**RECORDS SUPPLIED:**
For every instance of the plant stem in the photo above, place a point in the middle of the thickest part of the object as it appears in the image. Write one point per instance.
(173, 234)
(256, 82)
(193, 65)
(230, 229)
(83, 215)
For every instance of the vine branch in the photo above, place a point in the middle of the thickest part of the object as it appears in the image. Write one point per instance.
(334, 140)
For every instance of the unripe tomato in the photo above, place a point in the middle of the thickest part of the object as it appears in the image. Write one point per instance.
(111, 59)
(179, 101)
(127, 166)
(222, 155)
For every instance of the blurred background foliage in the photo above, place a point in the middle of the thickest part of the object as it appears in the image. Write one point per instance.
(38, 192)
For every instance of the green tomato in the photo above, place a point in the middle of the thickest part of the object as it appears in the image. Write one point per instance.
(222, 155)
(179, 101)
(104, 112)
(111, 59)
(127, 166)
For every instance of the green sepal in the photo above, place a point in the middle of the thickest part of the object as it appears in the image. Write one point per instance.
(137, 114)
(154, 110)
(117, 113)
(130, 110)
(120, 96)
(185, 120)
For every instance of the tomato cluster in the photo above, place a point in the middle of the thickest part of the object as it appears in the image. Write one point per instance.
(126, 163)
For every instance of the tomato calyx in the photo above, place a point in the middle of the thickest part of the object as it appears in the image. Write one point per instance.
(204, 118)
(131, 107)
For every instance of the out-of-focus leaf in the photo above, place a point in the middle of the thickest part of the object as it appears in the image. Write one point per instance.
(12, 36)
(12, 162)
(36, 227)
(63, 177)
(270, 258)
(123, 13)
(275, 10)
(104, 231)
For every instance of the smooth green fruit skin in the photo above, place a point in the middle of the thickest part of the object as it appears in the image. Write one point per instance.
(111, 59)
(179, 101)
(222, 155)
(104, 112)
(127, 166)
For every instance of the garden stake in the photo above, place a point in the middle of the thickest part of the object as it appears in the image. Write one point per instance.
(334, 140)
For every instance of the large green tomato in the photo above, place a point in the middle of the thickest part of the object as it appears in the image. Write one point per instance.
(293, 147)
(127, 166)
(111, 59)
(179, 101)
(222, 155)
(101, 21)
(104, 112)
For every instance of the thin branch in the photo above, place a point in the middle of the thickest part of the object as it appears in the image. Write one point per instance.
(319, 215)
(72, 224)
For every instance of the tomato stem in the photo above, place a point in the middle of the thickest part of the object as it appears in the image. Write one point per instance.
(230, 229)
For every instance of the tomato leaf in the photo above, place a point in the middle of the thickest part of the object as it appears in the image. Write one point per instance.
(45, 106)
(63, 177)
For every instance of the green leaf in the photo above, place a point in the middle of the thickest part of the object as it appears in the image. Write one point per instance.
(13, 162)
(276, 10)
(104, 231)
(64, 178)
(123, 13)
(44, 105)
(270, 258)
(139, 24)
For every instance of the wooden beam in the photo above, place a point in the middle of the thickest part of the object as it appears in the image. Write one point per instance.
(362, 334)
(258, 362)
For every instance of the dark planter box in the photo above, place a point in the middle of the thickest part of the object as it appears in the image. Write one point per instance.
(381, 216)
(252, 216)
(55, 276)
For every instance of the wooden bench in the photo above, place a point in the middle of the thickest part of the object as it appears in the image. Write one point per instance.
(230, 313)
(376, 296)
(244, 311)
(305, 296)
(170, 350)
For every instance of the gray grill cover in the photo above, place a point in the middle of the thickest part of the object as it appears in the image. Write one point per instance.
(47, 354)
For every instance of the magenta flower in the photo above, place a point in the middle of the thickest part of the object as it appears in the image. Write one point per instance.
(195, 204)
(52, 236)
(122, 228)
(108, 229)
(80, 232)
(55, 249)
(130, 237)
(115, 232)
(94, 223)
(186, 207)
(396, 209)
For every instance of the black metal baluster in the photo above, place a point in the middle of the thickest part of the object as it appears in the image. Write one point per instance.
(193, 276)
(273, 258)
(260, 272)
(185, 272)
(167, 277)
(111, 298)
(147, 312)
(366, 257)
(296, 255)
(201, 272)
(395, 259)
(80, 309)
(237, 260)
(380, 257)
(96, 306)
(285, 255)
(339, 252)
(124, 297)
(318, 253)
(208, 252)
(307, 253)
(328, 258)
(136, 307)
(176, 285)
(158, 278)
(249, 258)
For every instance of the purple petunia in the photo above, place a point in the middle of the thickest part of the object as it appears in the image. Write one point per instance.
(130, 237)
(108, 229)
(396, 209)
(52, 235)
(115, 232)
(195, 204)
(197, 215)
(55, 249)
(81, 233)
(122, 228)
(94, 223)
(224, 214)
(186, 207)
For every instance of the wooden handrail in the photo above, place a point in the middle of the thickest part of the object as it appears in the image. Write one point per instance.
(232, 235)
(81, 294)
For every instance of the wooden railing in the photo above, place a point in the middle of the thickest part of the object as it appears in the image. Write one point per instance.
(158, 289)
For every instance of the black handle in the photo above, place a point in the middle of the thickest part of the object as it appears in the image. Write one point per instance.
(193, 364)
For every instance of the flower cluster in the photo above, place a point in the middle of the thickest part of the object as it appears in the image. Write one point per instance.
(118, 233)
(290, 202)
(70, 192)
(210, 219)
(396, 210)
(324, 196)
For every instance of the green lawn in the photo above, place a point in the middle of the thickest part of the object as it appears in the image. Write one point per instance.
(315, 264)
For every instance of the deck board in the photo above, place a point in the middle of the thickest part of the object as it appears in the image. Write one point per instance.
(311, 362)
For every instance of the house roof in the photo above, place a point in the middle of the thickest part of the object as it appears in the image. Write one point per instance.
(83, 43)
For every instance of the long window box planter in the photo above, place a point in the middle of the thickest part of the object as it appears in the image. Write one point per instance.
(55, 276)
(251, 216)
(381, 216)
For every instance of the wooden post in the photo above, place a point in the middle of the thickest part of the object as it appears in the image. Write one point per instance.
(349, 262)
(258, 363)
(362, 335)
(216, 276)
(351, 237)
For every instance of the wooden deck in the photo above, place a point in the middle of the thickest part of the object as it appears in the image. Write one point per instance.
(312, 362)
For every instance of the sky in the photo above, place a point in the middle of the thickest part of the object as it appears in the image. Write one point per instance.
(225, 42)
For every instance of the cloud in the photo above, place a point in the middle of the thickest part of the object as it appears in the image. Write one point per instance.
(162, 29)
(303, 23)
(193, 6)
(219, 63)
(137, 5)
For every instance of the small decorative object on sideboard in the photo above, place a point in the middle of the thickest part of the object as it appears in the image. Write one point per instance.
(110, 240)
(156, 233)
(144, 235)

**WHAT THE EXERCISE ASKS:** Edit all of the lines above, changing "thickest part" to "widest part" and leaving everything else as it is.

**ANSWER TO THIS PROBLEM:**
For every instance of the plant stem in the photo above, place a point in the middle of the widest part of the object as it appears in the image. Write one point per instance.
(173, 234)
(256, 82)
(193, 65)
(230, 229)
(83, 215)
For every instance of the vine branch in the photo above, place a point in the middle of the widest part of the object as it appears in the image. Write one point per instance.
(334, 140)
For every instance of the unripe tomato in the photo above, place a point in the middle of the widest part of the object as it appears in the image. Write one point per instance.
(111, 59)
(179, 101)
(127, 166)
(222, 155)
For every instance of the blurred background foliage in the photo above, place a point in the middle of the widest part of the object as it appears in the image. Write one point per instance.
(38, 192)
For every instance of the green tomato in the photo above, place a point in the middle of the widest part of the object as it appears in the image. Write one point per instance.
(222, 155)
(179, 101)
(104, 112)
(111, 59)
(127, 166)
For every instance of the green sepal in the photo above, place a point in the middle of the widest part of the object as it appears in the image. Write one point per instance.
(137, 114)
(154, 110)
(117, 113)
(130, 110)
(120, 96)
(185, 120)
For every instance of the tomato cluster in the photo above, place a point in the middle of the widest part of the object as it appears in the image. Write one point per instance.
(126, 163)
For every instance of the tomato calyx in the photo above, place a point in the middle of the widest part of the object as it appears in the image. Write one point per instance.
(204, 118)
(131, 107)
For every instance of the out-of-focus leaf in the photo above, place a point in the middle of the widest part of the object as it appears in the image. Write one point per instance.
(12, 36)
(12, 162)
(36, 227)
(63, 177)
(270, 258)
(123, 13)
(275, 10)
(104, 231)
For every instance of the smooth green fruit skin in the photo above, place a point in the middle of the widest part of the object as it appears in the image. Write one point per instance.
(111, 59)
(179, 101)
(222, 155)
(104, 112)
(127, 166)
For every instance of the garden stake in the photo above, place a point in the middle of the widest part of the object as it appears in the image. Write one point per instance.
(334, 140)
For every instance of the large green tomato in the photo above, place a point in the middle of the widest part of the object as it appears in the image. Write one point per instance.
(293, 147)
(127, 166)
(111, 59)
(179, 101)
(222, 155)
(101, 21)
(104, 112)
For every instance of the thin branch in the photo above, place a point in the middle of the widest part of the object as it appears in the image. Write one point per instance.
(319, 215)
(72, 224)
For every instance of the tomato stem in the photo above, place a point in the middle of the widest part of the object as it appears in the image. Write one point per instance.
(230, 229)
For every instance of the tomato leaf in the photo above, place a point in the middle of the widest part of the object as it appears in the image. Write one point per instance.
(45, 106)
(63, 177)
For every instance of the green leaf in the photo above, place a point in the middle of the widest part of the object as it appears in the image. Write one point per instance.
(13, 162)
(276, 10)
(104, 231)
(64, 178)
(123, 13)
(44, 105)
(270, 258)
(139, 24)
For every instance of the wooden beam in the photo above, place a point in the middle of the widest part of the object as it appears in the image. Write one point per instance.
(362, 334)
(258, 362)
For every instance of the dark planter box in the photo above, place a point in the middle of the widest part of the object as it appears in the image. Write one point per instance.
(381, 216)
(252, 216)
(55, 276)
For every instance of the wooden bench in the photo above, place a point in the middle of the widest part of the object as it appears in the image. Write one point per instance.
(230, 313)
(376, 296)
(244, 311)
(305, 296)
(170, 350)
For every instance of the gray grill cover in the photo above, place a point in the middle of the widest part of the object as it appears in the image. Write one point per instance.
(47, 354)
For every instance of the magenta flower in the photo above, place a point in the middle of the widest part of the object as it appears in the image. Write one point per instance.
(195, 204)
(52, 236)
(122, 228)
(108, 229)
(80, 232)
(55, 249)
(130, 237)
(115, 232)
(94, 223)
(186, 207)
(396, 209)
For every instance of the black metal baluster in the photo above, place a point in the middle of the widest part of the object as it appears in the image. Write one point per instance.
(193, 276)
(273, 258)
(260, 272)
(185, 272)
(167, 277)
(111, 298)
(147, 312)
(366, 257)
(296, 255)
(201, 272)
(395, 259)
(80, 309)
(237, 260)
(380, 257)
(96, 306)
(285, 255)
(339, 252)
(124, 297)
(318, 253)
(208, 252)
(307, 253)
(328, 258)
(136, 307)
(176, 285)
(158, 278)
(249, 258)
For every instance of the purple petunia in the photo above, place a point in the middle of the widest part of the object as it appears in the image. Write one point per instance.
(130, 237)
(108, 229)
(396, 209)
(52, 235)
(115, 232)
(195, 204)
(197, 215)
(55, 249)
(81, 233)
(122, 228)
(94, 223)
(224, 214)
(186, 207)
For every instance of the wooden handrail in the photo above, place a point in the middle of the widest part of the object as it appears in the image. Write one point per instance.
(232, 235)
(81, 294)
For every instance of the wooden railing in the photo above, place a point in the middle of the widest part of the object as it appears in the image. Write one point per instance.
(158, 289)
For every instance of the black handle in the photo above, place a point in the middle of the widest part of the object as it appears in the image. Write one point per instance.
(193, 364)
For every instance of the flower cluster in the photo above, place a point in the middle of the widest part of the object as it appears in the image. Write one point per instance.
(118, 233)
(290, 202)
(70, 192)
(210, 219)
(396, 210)
(324, 196)
For every instance of the green lawn in the photo above, place a point in the middle of the widest part of the object as it appears in the image. Write one point per instance.
(315, 264)
For every instance of the deck board in the photo above, place a point in the middle of the widest part of the object as it appears in the image. Write one point per instance.
(311, 362)
For every instance of the house roof in the photo above, place a point in the middle of the widest part of the object as it appears in the image. Write one point per instance.
(83, 43)
For every instance of the long window box planter in the photo above, place a point in the middle of the widest part of the object as it appears in the image. Write one point per instance.
(55, 276)
(251, 216)
(381, 216)
For every instance of the wooden post in the photo above, place a point in the middle of the widest part of the object as it appears in the image. Write one point per instance.
(349, 262)
(258, 363)
(362, 335)
(216, 276)
(351, 237)
For every instance of the wooden deck in the photo above, place a point in the middle of the widest part of the object as it appears in the image. Write one point per instance.
(312, 362)
For every instance of the sky in the photo above, place a point in the middle of the widest part of the object as it appears in the image. Write one point per instance.
(225, 42)
For every instance of the cloud in the photo above, place a point in the middle of the widest part of the object as it appears in the image. Write one point per instance.
(162, 29)
(303, 23)
(193, 6)
(219, 63)
(137, 5)
For every instance of the small decorative object on sideboard in the photo above, place a point in the middle of the widest part of the object as it appears in the image. Write one point per instance.
(110, 240)
(156, 233)
(144, 235)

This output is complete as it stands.